**Entries from a dataset:**
_ _ _ _ _ _ _

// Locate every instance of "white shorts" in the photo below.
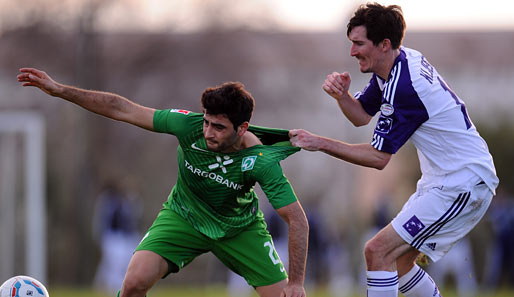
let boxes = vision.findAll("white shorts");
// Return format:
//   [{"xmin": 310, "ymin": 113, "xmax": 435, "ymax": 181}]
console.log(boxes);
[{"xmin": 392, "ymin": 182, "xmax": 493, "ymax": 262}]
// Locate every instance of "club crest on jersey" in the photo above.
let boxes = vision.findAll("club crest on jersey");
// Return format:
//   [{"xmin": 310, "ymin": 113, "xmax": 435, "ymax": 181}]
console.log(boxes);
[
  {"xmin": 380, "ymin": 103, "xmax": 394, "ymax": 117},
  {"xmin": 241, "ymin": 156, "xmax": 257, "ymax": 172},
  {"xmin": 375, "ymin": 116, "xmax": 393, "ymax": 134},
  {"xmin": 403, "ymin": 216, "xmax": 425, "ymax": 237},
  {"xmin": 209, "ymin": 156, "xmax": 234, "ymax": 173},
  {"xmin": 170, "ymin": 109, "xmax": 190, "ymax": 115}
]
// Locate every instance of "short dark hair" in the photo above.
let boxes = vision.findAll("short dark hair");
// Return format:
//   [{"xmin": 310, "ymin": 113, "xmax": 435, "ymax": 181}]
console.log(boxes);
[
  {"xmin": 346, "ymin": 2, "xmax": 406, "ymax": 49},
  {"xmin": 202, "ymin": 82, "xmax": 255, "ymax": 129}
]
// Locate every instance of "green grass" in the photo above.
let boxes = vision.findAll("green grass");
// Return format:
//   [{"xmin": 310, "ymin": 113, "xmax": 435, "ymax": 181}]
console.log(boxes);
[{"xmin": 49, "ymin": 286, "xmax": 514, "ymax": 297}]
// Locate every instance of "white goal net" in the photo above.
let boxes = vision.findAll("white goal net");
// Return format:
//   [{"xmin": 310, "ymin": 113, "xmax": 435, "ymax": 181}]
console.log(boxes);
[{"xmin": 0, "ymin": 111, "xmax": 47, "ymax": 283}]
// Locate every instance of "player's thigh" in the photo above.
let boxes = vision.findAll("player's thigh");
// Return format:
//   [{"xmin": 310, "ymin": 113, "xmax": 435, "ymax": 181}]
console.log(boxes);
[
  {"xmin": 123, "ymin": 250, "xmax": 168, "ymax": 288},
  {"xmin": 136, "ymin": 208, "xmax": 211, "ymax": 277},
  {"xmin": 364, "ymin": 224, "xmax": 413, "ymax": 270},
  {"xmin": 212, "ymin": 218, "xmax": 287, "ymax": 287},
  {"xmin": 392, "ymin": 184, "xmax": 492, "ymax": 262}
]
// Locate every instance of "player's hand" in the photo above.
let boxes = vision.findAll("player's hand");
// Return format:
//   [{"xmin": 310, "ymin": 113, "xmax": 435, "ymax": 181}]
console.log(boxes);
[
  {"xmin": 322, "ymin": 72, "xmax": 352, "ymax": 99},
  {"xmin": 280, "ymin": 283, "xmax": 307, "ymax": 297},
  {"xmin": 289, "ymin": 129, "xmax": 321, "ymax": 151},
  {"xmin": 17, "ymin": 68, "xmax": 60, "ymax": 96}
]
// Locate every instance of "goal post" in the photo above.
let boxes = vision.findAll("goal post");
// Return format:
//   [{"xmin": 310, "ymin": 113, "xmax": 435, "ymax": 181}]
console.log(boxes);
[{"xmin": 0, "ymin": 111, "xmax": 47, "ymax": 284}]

_ _ _ _ _ _ _

**Stated goal:** Extract each line of the entries above that contains the word "post". A line counts only if its letters match in case.

**Problem solution:**
// Locate every instance of "goal post" in the photo above.
let boxes = vision.findAll("goal post");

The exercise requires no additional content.